======== Texto selecionado ========

Não sei se o que sinto é tristeza profunda, indignação, revolta, medo... Minha cabeça está um caos. Sim, eu sei que o mundo está submerso em maldade, que há pessoas ruins, que a gente sai pra rua segurando as bolsas. Sei que evitamos andar à noite e agradecemos quando nós e nossas famílias retornam pra casa em segurança. Sei que há tiros achados e perdidos alcançando gente de bem, que há corrupção, q os hospitais estão abandonados, que as pessoas morrem por negligência. Sei que há doenças avassaladoras, que consomem aos poucos pessoas maravilhosas, e àquelas que vem e levam de um dia pro outro. Da vida, a única certeza é a morte, e somos obrigados a aceitar, a conviver, e a chorar nossas perdas.
No entanto, ainda há que se acreditar no amor, na casa e no lar, nosso porto seguro, nos abraços que confortam, nesse amor cúmplice que move o mundo. Não se pode negar aquilo que de certa forma é nossa essência.
Conheço Marinalva há 5 anos. Muito alta e com um corpão de chamar atenção. 51 anos de elegância, porte, vida. Tudo que ela fez na vida foi cuidar da família, sobrinhos, irmã, pouco tempo tinha para a própria saúde. Lilia que a orientou a se cuidar, a fazer o plano, a cuidar dela. Mas Marinalva não deixava as cores das roupas, os brincos extravagantes, o sorriso. Coisas de quem gosta da vida.

========

## Tarefas a resolver:
1) Liste os sentimentos que a primeira frase do texto selecionado apresenta como possíveis.
2) Por favor, transcreva do texto selecionado o trecho que começa nas palavras "No entanto, ainda" e termina depois de "é nossa essência.".
3) Responda com base no texto selecionado:
(a) Qual é a idade de Marinalva?
(b) Qual é a única certeza da vida?
(c) Quem orientou Marinalva a se cuidar?

======== Dados de origem ========

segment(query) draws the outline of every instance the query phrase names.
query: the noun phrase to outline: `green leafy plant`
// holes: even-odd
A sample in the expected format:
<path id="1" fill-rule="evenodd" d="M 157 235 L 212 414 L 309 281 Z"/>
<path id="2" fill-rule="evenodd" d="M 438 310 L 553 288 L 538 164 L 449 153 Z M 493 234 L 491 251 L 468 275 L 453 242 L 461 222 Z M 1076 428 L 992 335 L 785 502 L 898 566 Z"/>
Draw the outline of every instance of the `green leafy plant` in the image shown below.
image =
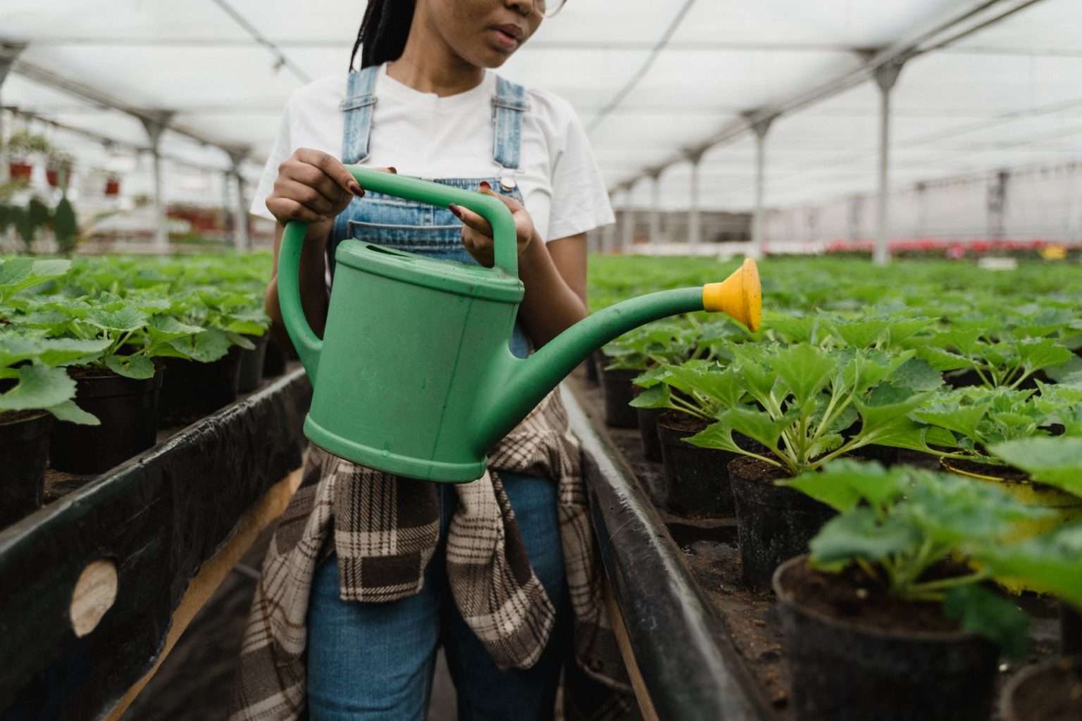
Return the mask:
<path id="1" fill-rule="evenodd" d="M 929 398 L 911 416 L 939 432 L 925 453 L 1002 465 L 988 448 L 1004 441 L 1047 436 L 1047 427 L 1059 418 L 1063 406 L 1056 393 L 1045 398 L 1033 390 L 1008 388 L 960 388 Z M 1074 428 L 1072 424 L 1072 429 Z M 944 432 L 946 431 L 946 432 Z"/>
<path id="2" fill-rule="evenodd" d="M 0 306 L 17 293 L 62 278 L 70 261 L 44 261 L 27 257 L 0 259 Z"/>
<path id="3" fill-rule="evenodd" d="M 44 296 L 24 306 L 29 312 L 9 321 L 54 338 L 105 341 L 97 358 L 84 364 L 104 368 L 128 378 L 154 376 L 154 358 L 187 358 L 181 342 L 203 333 L 160 312 L 169 307 L 163 298 L 121 298 L 102 293 L 91 298 Z"/>
<path id="4" fill-rule="evenodd" d="M 1007 329 L 992 318 L 955 322 L 920 342 L 920 357 L 939 371 L 971 370 L 989 388 L 1018 388 L 1038 371 L 1071 360 L 1057 337 L 1041 337 L 1068 321 Z"/>
<path id="5" fill-rule="evenodd" d="M 0 393 L 0 413 L 48 411 L 61 420 L 98 425 L 75 403 L 75 380 L 62 365 L 101 356 L 105 341 L 41 338 L 5 332 L 0 335 L 0 380 L 14 385 Z"/>
<path id="6" fill-rule="evenodd" d="M 1025 470 L 1032 480 L 1082 498 L 1082 438 L 1022 438 L 988 450 L 1000 460 Z"/>
<path id="7" fill-rule="evenodd" d="M 1047 511 L 987 483 L 875 463 L 840 460 L 787 485 L 840 513 L 813 538 L 813 568 L 837 573 L 856 564 L 887 595 L 941 603 L 963 630 L 990 638 L 1012 656 L 1025 653 L 1025 615 L 981 583 L 999 570 L 989 562 L 990 549 L 1005 547 L 1018 523 Z M 1039 574 L 1039 560 L 1031 550 L 1030 563 L 1012 570 L 1030 578 Z"/>
<path id="8" fill-rule="evenodd" d="M 694 445 L 747 455 L 795 476 L 865 445 L 923 448 L 929 441 L 928 429 L 909 413 L 942 379 L 914 361 L 912 351 L 801 343 L 739 345 L 733 355 L 726 373 L 711 378 L 709 392 L 721 399 L 715 423 L 687 439 Z M 734 402 L 744 395 L 751 402 Z M 770 455 L 741 449 L 735 431 Z"/>

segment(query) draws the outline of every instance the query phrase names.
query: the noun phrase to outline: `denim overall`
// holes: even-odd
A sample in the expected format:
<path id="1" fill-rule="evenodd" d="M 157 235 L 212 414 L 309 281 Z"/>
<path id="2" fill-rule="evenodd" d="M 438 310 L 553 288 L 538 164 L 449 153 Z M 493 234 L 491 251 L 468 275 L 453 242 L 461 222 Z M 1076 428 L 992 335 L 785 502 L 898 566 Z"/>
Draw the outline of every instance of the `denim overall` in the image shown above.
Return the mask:
<path id="1" fill-rule="evenodd" d="M 362 164 L 368 159 L 369 138 L 372 135 L 372 110 L 375 107 L 375 79 L 379 66 L 369 66 L 349 74 L 346 98 L 342 102 L 345 112 L 345 136 L 342 139 L 342 162 Z M 463 190 L 477 190 L 486 181 L 496 192 L 523 202 L 515 175 L 518 172 L 518 153 L 523 135 L 523 114 L 526 111 L 526 89 L 497 78 L 496 96 L 492 98 L 494 143 L 492 160 L 503 168 L 497 177 L 428 178 L 441 185 Z M 365 190 L 364 198 L 354 198 L 344 213 L 334 222 L 330 242 L 327 244 L 328 265 L 334 276 L 334 251 L 346 238 L 355 238 L 377 245 L 477 265 L 462 244 L 462 223 L 446 208 L 403 200 L 382 192 Z M 522 325 L 515 323 L 511 336 L 511 352 L 519 358 L 529 355 L 530 342 Z"/>
<path id="2" fill-rule="evenodd" d="M 381 68 L 374 66 L 349 74 L 342 103 L 342 161 L 346 164 L 364 163 L 368 158 L 379 72 Z M 433 179 L 465 190 L 476 190 L 487 181 L 496 192 L 522 202 L 514 177 L 526 108 L 525 89 L 498 79 L 492 98 L 492 158 L 502 168 L 500 174 Z M 371 190 L 355 198 L 334 223 L 328 243 L 332 279 L 334 250 L 347 238 L 476 264 L 462 244 L 462 223 L 449 210 Z M 525 358 L 529 349 L 529 339 L 516 323 L 511 350 Z M 530 564 L 557 609 L 556 626 L 538 663 L 527 670 L 500 670 L 459 614 L 448 586 L 444 540 L 458 497 L 452 484 L 440 483 L 440 542 L 417 596 L 390 603 L 343 601 L 337 556 L 316 569 L 307 614 L 311 721 L 424 721 L 440 644 L 457 689 L 461 721 L 552 719 L 570 615 L 556 483 L 509 472 L 502 472 L 501 480 Z"/>

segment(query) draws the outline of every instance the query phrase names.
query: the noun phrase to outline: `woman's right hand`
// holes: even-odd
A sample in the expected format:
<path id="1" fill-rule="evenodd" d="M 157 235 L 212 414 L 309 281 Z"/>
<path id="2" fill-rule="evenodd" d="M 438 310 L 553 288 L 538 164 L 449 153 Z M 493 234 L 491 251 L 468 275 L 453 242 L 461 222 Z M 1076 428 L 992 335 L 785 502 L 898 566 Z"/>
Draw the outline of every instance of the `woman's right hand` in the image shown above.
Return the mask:
<path id="1" fill-rule="evenodd" d="M 278 165 L 266 205 L 278 223 L 329 223 L 365 190 L 340 160 L 320 150 L 299 148 Z"/>

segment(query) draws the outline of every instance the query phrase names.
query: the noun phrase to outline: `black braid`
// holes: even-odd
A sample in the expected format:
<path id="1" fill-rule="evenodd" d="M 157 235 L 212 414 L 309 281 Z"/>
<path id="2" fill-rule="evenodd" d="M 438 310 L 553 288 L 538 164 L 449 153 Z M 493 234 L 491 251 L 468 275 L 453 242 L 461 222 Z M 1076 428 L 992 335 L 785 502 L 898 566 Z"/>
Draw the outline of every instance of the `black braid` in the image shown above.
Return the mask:
<path id="1" fill-rule="evenodd" d="M 360 67 L 398 59 L 413 22 L 414 0 L 369 0 L 349 55 L 349 69 L 360 51 Z"/>

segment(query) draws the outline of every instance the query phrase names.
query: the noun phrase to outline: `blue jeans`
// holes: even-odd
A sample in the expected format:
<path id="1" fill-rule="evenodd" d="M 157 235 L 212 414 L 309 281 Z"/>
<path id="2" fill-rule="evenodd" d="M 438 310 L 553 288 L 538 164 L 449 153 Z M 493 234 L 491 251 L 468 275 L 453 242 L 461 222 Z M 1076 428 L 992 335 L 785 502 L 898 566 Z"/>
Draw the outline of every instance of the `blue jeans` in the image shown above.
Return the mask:
<path id="1" fill-rule="evenodd" d="M 440 644 L 458 692 L 460 721 L 553 718 L 570 629 L 556 484 L 503 471 L 500 477 L 533 572 L 556 607 L 541 658 L 526 670 L 501 671 L 459 614 L 445 562 L 458 498 L 452 485 L 439 484 L 440 540 L 420 593 L 391 603 L 343 601 L 337 557 L 316 569 L 307 616 L 312 721 L 424 721 Z"/>

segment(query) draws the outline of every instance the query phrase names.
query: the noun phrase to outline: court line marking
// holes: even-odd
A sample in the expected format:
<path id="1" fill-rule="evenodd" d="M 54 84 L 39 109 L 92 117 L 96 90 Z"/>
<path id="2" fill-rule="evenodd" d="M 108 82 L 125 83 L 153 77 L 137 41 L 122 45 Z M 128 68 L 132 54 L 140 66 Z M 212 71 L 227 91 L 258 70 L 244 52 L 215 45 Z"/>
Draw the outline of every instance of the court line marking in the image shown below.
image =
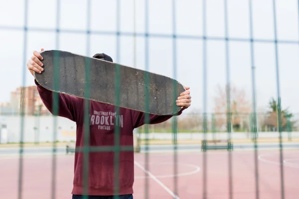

========

## Respostas por tarefa:
1) tristeza profunda; indignação; revolta; medo

2)
No entanto, ainda há que se acreditar no amor, na casa e no lar, nosso porto seguro, nos abraços que confortam, nesse amor cúmplice que move o mundo. Não se pode negar aquilo que de certa forma é nossa essência.

3)
(a) 51 anos.
(b) A morte.
(c) Lilia.